QUOTED PASSAGE
++++++++++

In Managing Change in Organizations: A Practice Guide (Project Management Institute, 2013), change management is presented as an essential organizational capability that cascades across and throughout portfolio, program, and project management. The successes of programs and projects are seen as being closely related to the successful implementation of the change it produces, and the contribution of the change team is essential. This paper's effort is directed towards identifying the change team and the tools and techniques that can raise the commitment of its members.

Keywords: change, change team, team dynamics

INTRODUCTION

In order to properly identify the change team and the tools and techniques that can raise the commitment of its members, this paper addresses three major questions:

  • Who is the change team and what are the roles and responsibilities within this team?
  • What are the models that explain the dynamics of the change team?
  • Which tools and techniques can we use to gain and increase the commitment of the change team?

ASSEMBLING THE CHANGE TEAM

Crawford and Nahmias (2010) list the competencies required to manage change based on their synthesis of findings from the literature and case studies. Among those competencies are leadership, stakeholder management, communication, decision making, problem-solving, and cultural awareness. We can conclude that when building a change team, organizations first need to consider the interpersonal abilities of the team member and, if they are in place, to then consider the required technical abilities that should be added. How we prepare our team for these roles is another tough question.

++++++++++

STATED TASK 1
Reproduce the change team passage word for word, from "In Managing Change" up to and including "within this team?".
STATED TASK 2
In the records, from the start up to and including the line with "top-left (228, 10), bottom-right (270, 92)", rename "command" to "query" and give those lines again with everything else unchanged. Leave the pictures out of your answer.

++++++++++

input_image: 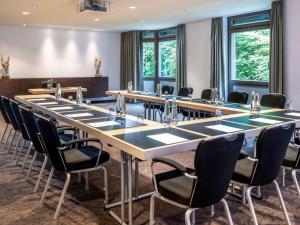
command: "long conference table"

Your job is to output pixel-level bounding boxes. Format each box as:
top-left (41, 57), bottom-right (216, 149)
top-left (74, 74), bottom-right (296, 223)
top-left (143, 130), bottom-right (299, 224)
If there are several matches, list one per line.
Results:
top-left (15, 95), bottom-right (300, 225)
top-left (28, 87), bottom-right (87, 95)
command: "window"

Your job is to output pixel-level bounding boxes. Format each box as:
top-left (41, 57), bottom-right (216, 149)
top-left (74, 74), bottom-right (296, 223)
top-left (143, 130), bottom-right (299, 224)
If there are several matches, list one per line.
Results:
top-left (142, 28), bottom-right (177, 91)
top-left (228, 10), bottom-right (270, 92)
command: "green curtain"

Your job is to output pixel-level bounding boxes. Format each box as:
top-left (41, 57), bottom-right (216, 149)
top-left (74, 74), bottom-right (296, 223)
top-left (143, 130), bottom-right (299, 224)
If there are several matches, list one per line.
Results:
top-left (176, 24), bottom-right (187, 92)
top-left (210, 17), bottom-right (225, 97)
top-left (120, 31), bottom-right (141, 90)
top-left (270, 0), bottom-right (283, 94)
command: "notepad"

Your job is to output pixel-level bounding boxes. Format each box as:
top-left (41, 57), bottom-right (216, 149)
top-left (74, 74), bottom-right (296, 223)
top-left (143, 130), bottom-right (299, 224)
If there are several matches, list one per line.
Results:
top-left (36, 102), bottom-right (58, 105)
top-left (49, 106), bottom-right (73, 111)
top-left (250, 118), bottom-right (283, 124)
top-left (27, 98), bottom-right (47, 102)
top-left (147, 133), bottom-right (188, 145)
top-left (65, 113), bottom-right (93, 118)
top-left (285, 113), bottom-right (300, 117)
top-left (206, 124), bottom-right (243, 133)
top-left (88, 121), bottom-right (121, 128)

++++++++++

PROBLEM SOLUTION 1
In Managing Change in Organizations: A Practice Guide (Project Management Institute, 2013), change management is presented as an essential organizational capability that cascades across and throughout portfolio, program, and project management. The successes of programs and projects are seen as being closely related to the successful implementation of the change it produces, and the contribution of the change team is essential. This paper's effort is directed towards identifying the change team and the tools and techniques that can raise the commitment of its members.

Keywords: change, change team, team dynamics

INTRODUCTION

In order to properly identify the change team and the tools and techniques that can raise the commitment of its members, this paper addresses three major questions:

  • Who is the change team and what are the roles and responsibilities within this team?

PROBLEM SOLUTION 2
input_image: 
query: "long conference table"

Your job is to output pixel-level bounding boxes. Format each box as:
top-left (41, 57), bottom-right (216, 149)
top-left (74, 74), bottom-right (296, 223)
top-left (143, 130), bottom-right (299, 224)
If there are several matches, list one per line.
Results:
top-left (15, 95), bottom-right (300, 225)
top-left (28, 87), bottom-right (87, 95)
query: "window"

Your job is to output pixel-level bounding boxes. Format each box as:
top-left (41, 57), bottom-right (216, 149)
top-left (74, 74), bottom-right (296, 223)
top-left (143, 130), bottom-right (299, 224)
If there are several matches, list one per line.
Results:
top-left (142, 28), bottom-right (177, 91)
top-left (228, 10), bottom-right (270, 92)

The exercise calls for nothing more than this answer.